=== Input material ===
####################

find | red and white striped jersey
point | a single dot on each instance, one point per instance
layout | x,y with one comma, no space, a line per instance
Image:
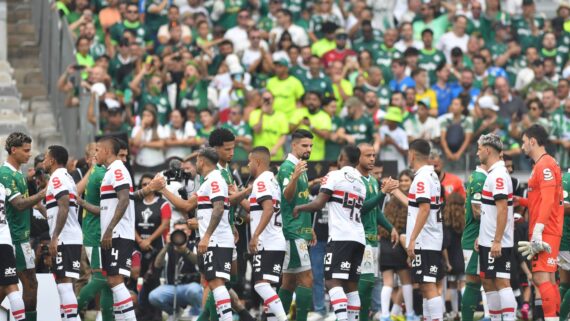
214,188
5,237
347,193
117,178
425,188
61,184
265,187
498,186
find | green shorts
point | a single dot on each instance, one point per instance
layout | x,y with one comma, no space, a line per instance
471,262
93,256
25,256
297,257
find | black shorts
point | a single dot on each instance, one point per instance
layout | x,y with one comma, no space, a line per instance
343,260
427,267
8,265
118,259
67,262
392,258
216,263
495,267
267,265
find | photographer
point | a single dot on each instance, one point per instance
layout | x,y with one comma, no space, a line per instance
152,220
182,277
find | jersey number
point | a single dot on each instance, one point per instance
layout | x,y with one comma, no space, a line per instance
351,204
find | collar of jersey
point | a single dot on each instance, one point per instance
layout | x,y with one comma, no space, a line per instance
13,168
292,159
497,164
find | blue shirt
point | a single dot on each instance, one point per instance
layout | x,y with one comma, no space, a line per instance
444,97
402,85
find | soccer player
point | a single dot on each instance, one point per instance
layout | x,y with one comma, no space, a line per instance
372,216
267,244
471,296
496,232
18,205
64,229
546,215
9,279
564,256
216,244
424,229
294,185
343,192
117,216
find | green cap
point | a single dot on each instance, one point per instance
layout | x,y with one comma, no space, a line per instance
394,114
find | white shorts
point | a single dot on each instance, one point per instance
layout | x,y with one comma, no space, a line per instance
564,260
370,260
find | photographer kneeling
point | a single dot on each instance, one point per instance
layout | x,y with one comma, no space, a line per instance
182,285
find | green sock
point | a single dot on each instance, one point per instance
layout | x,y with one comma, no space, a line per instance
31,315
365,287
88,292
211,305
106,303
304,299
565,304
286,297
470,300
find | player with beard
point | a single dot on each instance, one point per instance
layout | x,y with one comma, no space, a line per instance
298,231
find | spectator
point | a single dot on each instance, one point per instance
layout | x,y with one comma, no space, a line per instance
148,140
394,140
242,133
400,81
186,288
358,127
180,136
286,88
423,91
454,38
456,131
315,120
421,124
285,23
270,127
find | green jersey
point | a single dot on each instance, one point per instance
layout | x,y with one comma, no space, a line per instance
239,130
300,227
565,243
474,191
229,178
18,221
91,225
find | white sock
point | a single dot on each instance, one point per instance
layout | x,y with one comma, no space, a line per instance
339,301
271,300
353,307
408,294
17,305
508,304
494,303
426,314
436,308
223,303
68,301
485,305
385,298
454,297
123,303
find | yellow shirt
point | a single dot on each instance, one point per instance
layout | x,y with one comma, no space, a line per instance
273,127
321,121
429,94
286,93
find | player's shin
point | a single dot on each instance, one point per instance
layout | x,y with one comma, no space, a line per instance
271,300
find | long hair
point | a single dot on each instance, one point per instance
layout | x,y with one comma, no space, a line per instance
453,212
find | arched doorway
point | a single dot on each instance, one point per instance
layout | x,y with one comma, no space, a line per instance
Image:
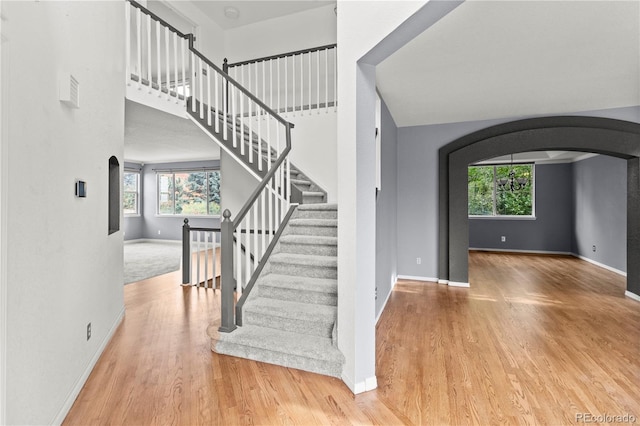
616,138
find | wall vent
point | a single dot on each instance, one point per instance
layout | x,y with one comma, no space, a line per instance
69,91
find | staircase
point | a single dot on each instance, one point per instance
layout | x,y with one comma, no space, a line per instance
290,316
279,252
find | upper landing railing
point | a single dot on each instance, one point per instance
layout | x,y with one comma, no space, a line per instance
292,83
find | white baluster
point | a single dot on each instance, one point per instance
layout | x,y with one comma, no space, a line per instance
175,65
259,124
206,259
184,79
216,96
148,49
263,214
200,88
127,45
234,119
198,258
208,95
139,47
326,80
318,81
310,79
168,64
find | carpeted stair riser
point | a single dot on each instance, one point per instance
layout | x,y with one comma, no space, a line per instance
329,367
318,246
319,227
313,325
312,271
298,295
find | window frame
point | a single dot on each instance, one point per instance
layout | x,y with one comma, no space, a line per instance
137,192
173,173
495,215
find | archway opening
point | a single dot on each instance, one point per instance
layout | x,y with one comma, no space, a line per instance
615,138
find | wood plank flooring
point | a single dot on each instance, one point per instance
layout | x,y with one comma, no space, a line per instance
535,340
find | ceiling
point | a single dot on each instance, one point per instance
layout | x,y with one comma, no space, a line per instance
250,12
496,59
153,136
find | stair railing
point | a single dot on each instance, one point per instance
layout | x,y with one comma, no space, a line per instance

####################

=== Exercise goal ===
Write out the material above once more, word for word. Images stay out.

=== Response to the exercise ===
find | red and white striped jersey
point | a single dot on each instance, one point per instance
layout | x,y with one comma, no space, a line per instance
Image:
214,188
5,237
347,193
117,178
425,188
61,184
265,187
498,186
find | green shorts
point | a single dot on each instance, one point per instance
layout | x,y with one comma, no space, a line per instance
471,262
93,256
25,256
297,257
find | black shorts
point | a single dot on each instance, one point per instance
layout | x,y with one comma, no space, a line per instance
343,260
427,267
8,265
118,259
67,262
392,258
216,263
495,267
267,265
find | photographer
point | a single dot on each instance, one point per instance
layout | x,y with one comma, no space, a line per instance
152,220
182,277
find | jersey number
point | a single dot on each instance, one point per instance
layout | x,y with one comma, no space, a line per instance
351,204
find | collar of jersey
point | a single dot on each instance, one point per instance
layout | x,y with one comma, no space, a line per instance
13,168
292,159
497,164
find | blue shirt
point | a single dot on each instance, one point per instance
layout | x,y with one comma, no space, a line per instance
444,97
402,85
find | soccer player
point | a single dot on each instance, one point per instance
layout | x,y with one comma, no space, a line per instance
372,216
267,244
471,296
496,232
18,205
64,229
546,215
9,279
564,256
216,244
424,229
294,185
343,192
117,216
find | green cap
point | a single dot on each instance, one point per instance
layout | x,y with one comma, no space, a line per instance
394,114
find | white shorts
point | a single dot on each instance, one point per instance
layout | x,y with one comma, no space, a line per instance
564,260
370,260
find | photographer kneeling
point | a single dot on each instance, one point per instance
layout | x,y with one comma, no space, a line per instance
182,285
find | green sock
point | a single dot on each instance, one point per instance
layout | x,y with one comma, no space, a line per instance
31,315
365,287
88,292
211,305
106,303
304,299
565,304
286,297
470,300
find | player with beard
point | a single dot on each instance, one point per instance
layout | x,y with one comma, no space, a line per instance
298,231
find | spectator
point | a single dot on each instance, one point per instance
layout | x,y with one comma, no space, a line per instance
148,140
394,140
242,133
400,81
186,288
358,127
180,136
286,88
423,91
454,38
456,131
315,120
421,124
285,23
270,127
find | green jersey
point | a single dot on each instance, one point per instance
layout | x,y with one comma, no space, a line per instance
239,130
300,227
565,243
474,191
229,178
18,221
91,225
find | white sock
point | a single dot on each instance, one point per instance
layout | x,y with one comma, no space, a line per instance
339,301
271,300
353,307
408,294
17,305
508,304
494,303
426,314
436,308
223,303
68,301
485,305
385,298
454,297
123,303
find | yellow shirt
point | a single dot on each instance, one point per instance
layout | x,y with one comma, no space, a line per instance
273,127
321,121
429,94
286,93
find | player's shin
point | a single dot on each instance, one point per instance
layout | x,y with one comma, no space, a line per instance
271,300
find | long hair
point | a single dot on each instance, one point per instance
layout | x,y with one comma, no space, a line per instance
453,212
find | arched doorway
point | a single dot on each instance, one point per instance
layout | x,y with one comma, no space, a line per instance
Image:
616,138
find | wall vent
point | a single dot on each instance, one point per instance
layout | x,y with one comma, no space, a line per instance
69,91
find | staircase
point | a single dot on each instance, one point per instance
layout | x,y with one comma, no space, a line per instance
290,316
279,252
find | upper landing railing
point | a single dot on each instance, one point per instance
layout | x,y with one comma, no space, a line per instance
292,83
find | white baluster
point | a single dot on each instance, one point per instance
layout | x,y with one comma, no space, a line per instance
175,65
259,124
206,259
184,79
216,96
148,49
263,214
200,88
127,45
234,119
198,258
208,95
139,47
326,80
318,81
310,79
168,64
find | carpeted stair riser
point | a single dot on each instance, one point per instance
layout | x,y with one comma, no space, a line per instance
329,367
318,246
319,227
313,325
312,271
298,295
find | window frame
point | a single dot on each instance, one point per instance
layout | x,y with one comma, no space, a line per instance
137,192
173,173
495,215
find | archway opening
point | a single dot on each instance, one point per instance
layout | x,y with one comma, no space, a line per instance
615,138
find | wood plank flooring
point | a single dot on each instance, one point per instance
layout | x,y with one comma, no space, a line per instance
535,340
find | ceiling
point | a single dot on each instance, one point per instance
layout | x,y with one comma, no space, a line per instance
250,12
496,59
153,136
find | stair railing
point | a single dot on each instance, one point per instance
layout | x,y with one comma, no space, a line per instance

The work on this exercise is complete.